A Dangerous Method


            Carl Jung (1875-1961) is known today as a respected psychoanalyst. His father was a protestant minister and Carl maintained a deep interest in religion, spirituality, myths, and even superstition throughout his life. He disagreed with the Sigmund Freud’s theory (1856-1939) that the underlying human drive is sex. Thus, for example, Freud says that some people are unable to overcome early sexual attractions to their mother or father and he says art can be a sublimation of the sex drive. While Freud insisted on a strictly scientific study of people, Jung felt that psychoanalysts must also delve into improvable imaginative mystical and spiritual matters. One of his theories is archetypes: ideas can be transmitted from one generation to the next. This is well known. However what is not known is that Jung unprofessionally had long-lasting sexual affairs with at least two of his patients for years.


This 2011 film tells part of the story of Jung’s affair with Sabina Spielrein. It began in 1905 and lasted for five years. The film is based on the book by the same name by John Kerr. Spielrein was 19 years old and Jung’s first patient. She was ten years younger than Jung who was married. Jung at the time was impressed by the treatment method of Sigmund Freud and used it to treat Spielrein successfully.


A serious problem with the Freud method is transference: patients develop a strong feeling of love for the doctor. Thus the author calls it a “dangerous method.” As expected, Spielrein became enamored with Jung, and Jung, who had stopped loving his wife, took advantage of Spielrein sexually. Jung met Freud in 1906 and began a friendly relationship with him until Freud learnt of Jung’s misuse of his profession and sexual affair. Freud ended his relations with Jung in 1913.


Sabina Spielrein became a physician and a psychoanalyst, married, had two daughters, and moved to Russia. She is credited with introducing psychoanalysis to Russia. She and her husband were Jewish. Stalin murdered her husband and the Nazis killed her and her two daughters. After Spielrein left for Russia, Jung, a non-Jew, began an affair with another one of his patients who was also Jewish. Freud with whom Adler had disagreements was also Jewish. In view of Jung repeatedly taking unprofessional advantage of Jews and other acts, as well as articles he wrote during the Nazi regime in Germany in which he spoke disparagingly about Jewish psychoanalysis, there are analysts who are convinced that Jung was an anti-Semite.

Stored records
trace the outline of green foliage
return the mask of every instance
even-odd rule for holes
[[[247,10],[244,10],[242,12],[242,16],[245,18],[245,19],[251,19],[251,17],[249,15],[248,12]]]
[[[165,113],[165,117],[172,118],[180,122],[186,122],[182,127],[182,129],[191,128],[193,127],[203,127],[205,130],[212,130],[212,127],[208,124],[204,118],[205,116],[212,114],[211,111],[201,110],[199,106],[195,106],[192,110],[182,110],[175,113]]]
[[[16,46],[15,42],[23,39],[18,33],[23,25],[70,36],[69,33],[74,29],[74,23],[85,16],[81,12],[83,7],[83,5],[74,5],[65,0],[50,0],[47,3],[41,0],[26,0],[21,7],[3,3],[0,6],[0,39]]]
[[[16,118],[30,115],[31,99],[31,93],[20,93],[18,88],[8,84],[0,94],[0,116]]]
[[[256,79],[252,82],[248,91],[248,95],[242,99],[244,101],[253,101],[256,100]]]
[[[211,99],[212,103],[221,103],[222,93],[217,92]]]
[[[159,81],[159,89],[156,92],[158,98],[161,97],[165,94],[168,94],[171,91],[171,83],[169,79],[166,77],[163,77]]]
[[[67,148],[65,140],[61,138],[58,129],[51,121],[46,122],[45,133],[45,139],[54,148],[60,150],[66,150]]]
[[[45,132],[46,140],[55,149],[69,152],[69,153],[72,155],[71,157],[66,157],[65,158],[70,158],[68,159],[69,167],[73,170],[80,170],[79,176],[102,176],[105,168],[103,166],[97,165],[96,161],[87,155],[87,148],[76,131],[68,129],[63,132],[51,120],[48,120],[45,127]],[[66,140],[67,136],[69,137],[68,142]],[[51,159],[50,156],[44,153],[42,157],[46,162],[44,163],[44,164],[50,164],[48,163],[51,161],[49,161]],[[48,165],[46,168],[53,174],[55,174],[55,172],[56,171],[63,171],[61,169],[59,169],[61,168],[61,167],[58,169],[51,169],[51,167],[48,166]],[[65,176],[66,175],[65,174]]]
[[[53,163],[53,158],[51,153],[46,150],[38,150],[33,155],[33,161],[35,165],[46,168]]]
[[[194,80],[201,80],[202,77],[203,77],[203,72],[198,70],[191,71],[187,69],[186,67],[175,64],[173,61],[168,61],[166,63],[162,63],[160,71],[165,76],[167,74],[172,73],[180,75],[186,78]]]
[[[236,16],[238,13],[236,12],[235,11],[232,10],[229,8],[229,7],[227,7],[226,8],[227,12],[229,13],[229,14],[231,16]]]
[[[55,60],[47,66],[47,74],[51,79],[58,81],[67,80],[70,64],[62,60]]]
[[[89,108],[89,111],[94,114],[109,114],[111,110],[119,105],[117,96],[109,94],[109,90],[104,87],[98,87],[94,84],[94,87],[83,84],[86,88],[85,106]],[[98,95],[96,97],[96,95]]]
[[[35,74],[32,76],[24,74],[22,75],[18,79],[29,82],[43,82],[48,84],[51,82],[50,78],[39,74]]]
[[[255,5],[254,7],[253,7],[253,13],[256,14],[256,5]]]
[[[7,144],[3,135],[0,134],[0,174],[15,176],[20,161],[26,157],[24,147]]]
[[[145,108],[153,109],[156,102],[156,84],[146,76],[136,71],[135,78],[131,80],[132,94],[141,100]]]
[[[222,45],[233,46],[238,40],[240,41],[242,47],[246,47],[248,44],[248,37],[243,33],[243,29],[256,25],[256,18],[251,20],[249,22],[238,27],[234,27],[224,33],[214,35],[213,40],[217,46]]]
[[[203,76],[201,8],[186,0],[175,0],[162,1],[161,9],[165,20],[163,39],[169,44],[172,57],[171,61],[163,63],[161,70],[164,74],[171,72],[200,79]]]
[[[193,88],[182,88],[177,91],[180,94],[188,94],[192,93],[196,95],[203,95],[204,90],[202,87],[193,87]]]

→ **What to produce**
Rewrite the part of the text about the film A Dangerous Method that opens with the words containing "This 2011 film" and closes with "treat Spielrein successfully.", replacing "film" with "movie" throughout.

→ **Solution to the problem**
This 2011 movie tells part of the story of Jung’s affair with Sabina Spielrein. It began in 1905 and lasted for five years. The movie is based on the book by the same name by John Kerr. Spielrein was 19 years old and Jung’s first patient. She was ten years younger than Jung who was married. Jung at the time was impressed by the treatment method of Sigmund Freud and used it to treat Spielrein successfully.